> Written problem a
Rewrite the stretch of the listing from the line containing "Could you point to the thin" through the end of the listing, replacing "thin" with "slender" and changing nothing else.

> Provided passage
────────────────────────────────────────
I'm doing something wrong.  I can't get Terminal to work like that....

But I have to make some corrections to the info I gave.  Another Oooops!!  Apologies.

G-Drive-4.1 is a 2TB partition on the 4TB G-Drive HD.  It is formatted HFS+  

G-Drive-4.2 is the other partition, also 2TB,  but it is formatted as Journaled HFS+

And the mistake is that the connection is not USB but Firewire 800.  I don't have a spare cable to try, but it's only one partition on that drive that isn't working. It has got itself listed on the System info as non-writable.

From the system report on my iMac.



> G-DRIVE:
> 
> Manufacturer:	HGST
> Model:	0x3550
> ...


----------



## sgould (Oct 8, 2013)

I have just tried the "Get Info" window.  And all permissions are greyed out and don't change when the lock is unlocked.


----------



## sgould (Oct 8, 2013)

The Verify list from Disk Utility has a comment in the last line about "ACL". Is this anything odd?




> Verifying permissions for &#8220;G-Drive-4.1&#8221;
> Warning: SUID file &#8220;System/Library/CoreServices/RemoteManagement/ARDAgent.app/Contents/MacOS/ARDAgent&#8221; has been modified and will not be repaired.
> Permissions differ on &#8220;System/Library/CoreServices/Menu Extras/Displays.menu&#8221;; should be drwxr-xr-x ; they are lrwxr-xr-x .
> Permissions differ on &#8220;System/Library/MonitorPanels/Arrange.monitorPanel&#8221;; should be drwxr-xr-x ; they are lrwxr-xr-x .
> ...


----------



## sgould (Oct 10, 2013)

I copied all the files from the bad disc, reformatted the disc and copied it all back.  It seems to be OK now.  But I will keep an eye on it.


----------



## Satcomer (Oct 10, 2013)

That good.  Maybe you should consider this backup might being slowly dying. Just a thought.


----------



## sgould (Oct 10, 2013)

Yes.  It's always a worry when odd failures happen.  But it's not my Time Machine. That's on a 2TB G-Drive (!!) and I've had it for 18 months with no problem.


----------



## DeltaMac (Oct 10, 2013)

sgould said:


> I've had the drive 8 weeks.  ...



Yes, you might wonder why you already need to reformat an almost-new hard drive...
────────────────────────────────────────
> Written problem b
Write the next part of the forum thread about the non-writable G-Drive partition, picking up after its final post.
────────────────────────────────────────
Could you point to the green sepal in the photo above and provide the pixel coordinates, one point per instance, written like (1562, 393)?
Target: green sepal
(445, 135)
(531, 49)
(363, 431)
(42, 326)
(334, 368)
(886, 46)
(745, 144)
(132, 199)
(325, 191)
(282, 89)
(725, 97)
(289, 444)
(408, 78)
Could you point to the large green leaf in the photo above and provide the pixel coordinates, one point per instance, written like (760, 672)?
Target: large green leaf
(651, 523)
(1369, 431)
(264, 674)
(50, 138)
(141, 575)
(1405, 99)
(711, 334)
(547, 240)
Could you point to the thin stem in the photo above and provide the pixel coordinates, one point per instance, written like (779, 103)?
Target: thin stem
────────────────────────────────────────
> Expected output a
Could you point to the slender stem in the photo above and provide the pixel coordinates, one point per instance, written like (779, 103)?
Target: slender stem

> Expected output b
----------



## sgould (Oct 11, 2013)

Would there have been a problem with the two partitions being different formats?  One HFS+ and one Journaled HFS+ ?

I thought I had them all as Journaled to match the iMac.  Could it have changed itself? Probably not as I could copy all the files off.

Is there any app that can give the disc a really hard "workout" to see if it breaks?


----------



## DeltaMac (Oct 11, 2013)

Your Disk Utility will work your disk pretty hard - if you want to erase it!

Disk Utility/Erase/choose Security Options...
Set for a single pass of zeroes. Start the erase, and it will write zeroes to every block on the drive. 4TB will take a considerable length of time (several hours) If you decide to do multiple passes (up to 7), then you can wait a couple of days... Not recommended by most users (it's too hard on the drive) but is apparently acceptable for secure erasing at a government level.
single pass would be enough to show problems, if the drive is on the edge.
If you want to do that, I suggest that you erase/zero the entire drive, and not just one volume.
Any of that takes a long time - and, of course, you lose anything that isn't backed up somewhere else.


----------



## Satcomer (Oct 15, 2013)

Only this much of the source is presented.